• [Required tasks]:
A. In the interview excerpt on the West Bank occupation, how long did the family wait for the gates to open on the way home from Nablus?
B. Change "devastating" to "harrowing" in the passage of the interview excerpt on the West Bank occupation starting with "You have painted" and going on through "of Palestinian enslavement.", and give that passage again.

• [Extract provided]:
=-=-=

The Israeli military occupation of the Palestinian West Bank has been ongoing for 55 years, if you date its beginning in 1967, or 75 years if you go back to the Nakba. Most people have no idea of what it means to live for decades under military occupation. Could you give an example of what this is like for your family and neighbors?

Israel has perfected, if you can use that word, its military control over every Palestinian town or city. They’ve built massive electronic military gates that can shut down any entrance or exit to any Palestinian city or town, at any time. One night, my nephew and his wife invited us to go to dinner and eat Shawarma and Kunafa in Nablus. Nablus is one of the largest cities in the West Bank and famous for its Kunafa, about a 30-minute drive from my village. We went early, and after dinner around 7 pm, we started to leave Nablus to go back to our village. It turned out there was a military operation in the area. The Israeli military immediately shut down all entrances and exits to Nablus. When we arrived at the gate leading to our village, the gates were manned by 5 soldiers in a Jeep and they shut down all incoming and departing traffic. It took more than 5 hours of waiting for the gates to open. We arrived at our villages after midnight.

You have painted a devastating portrait of life in the Occupied Palestinian Territories. I am particularly struck by your graphic depiction of Palestinian enslavement.

Slavery is a condition in which human beings are “owned” by other human beings. Slaves are deprived of most of the rights ordinarily held by free persons. Palestinians may not be chattel slaves under the direct and total control of their masters, as in the ante-bellum South. But their lives are directly and indirectly controlled by the Israeli system of apartheid. They are forced to work in Israel and build Israeli farms, factories, settlements, etc. Most have no real alternatives. They are forced to pay for their own natural resources and energy. They have no choice but to consume Israeli-made products. They are forced to live under curfew during Israeli holidays and during Israeli army incursions and military operations. Their freedom of movement is restricted both routinely and at the whim of Israeli authorities at any time. Without foreign intervention and hopefully the awakening of the conscience of the Israeli public and Jews around the world, this enslavement will only tighten its hold on the Palestinian people.

What is the solution? What is your best sense of how to break the Israeli stranglehold on the Palestinian people, and set them free?

=-=-=

[Saved entries]

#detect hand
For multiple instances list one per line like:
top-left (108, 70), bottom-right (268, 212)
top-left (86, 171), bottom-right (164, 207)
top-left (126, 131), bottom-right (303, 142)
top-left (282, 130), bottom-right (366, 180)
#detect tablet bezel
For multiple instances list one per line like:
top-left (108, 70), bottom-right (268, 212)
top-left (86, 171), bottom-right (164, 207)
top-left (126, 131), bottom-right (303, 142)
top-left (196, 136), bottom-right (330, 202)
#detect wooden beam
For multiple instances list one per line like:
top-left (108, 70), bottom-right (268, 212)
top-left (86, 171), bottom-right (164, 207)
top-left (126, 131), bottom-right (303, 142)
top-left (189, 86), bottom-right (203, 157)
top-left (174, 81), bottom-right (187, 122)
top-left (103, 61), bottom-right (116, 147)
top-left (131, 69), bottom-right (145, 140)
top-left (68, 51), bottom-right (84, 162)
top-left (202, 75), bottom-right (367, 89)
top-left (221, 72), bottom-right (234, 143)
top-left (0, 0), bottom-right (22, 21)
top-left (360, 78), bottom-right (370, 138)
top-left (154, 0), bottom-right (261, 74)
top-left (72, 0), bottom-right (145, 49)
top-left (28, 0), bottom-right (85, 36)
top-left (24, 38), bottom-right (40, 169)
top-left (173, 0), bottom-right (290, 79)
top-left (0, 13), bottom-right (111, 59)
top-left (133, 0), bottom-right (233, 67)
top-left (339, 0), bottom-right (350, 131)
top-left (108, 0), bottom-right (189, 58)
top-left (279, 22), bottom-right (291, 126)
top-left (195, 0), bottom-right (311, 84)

=-=-=

• [Task-by-task outputs]:
A. More than 5 hours.

B.
You have painted a harrowing portrait of life in the Occupied Palestinian Territories. I am particularly struck by your graphic depiction of Palestinian enslavement.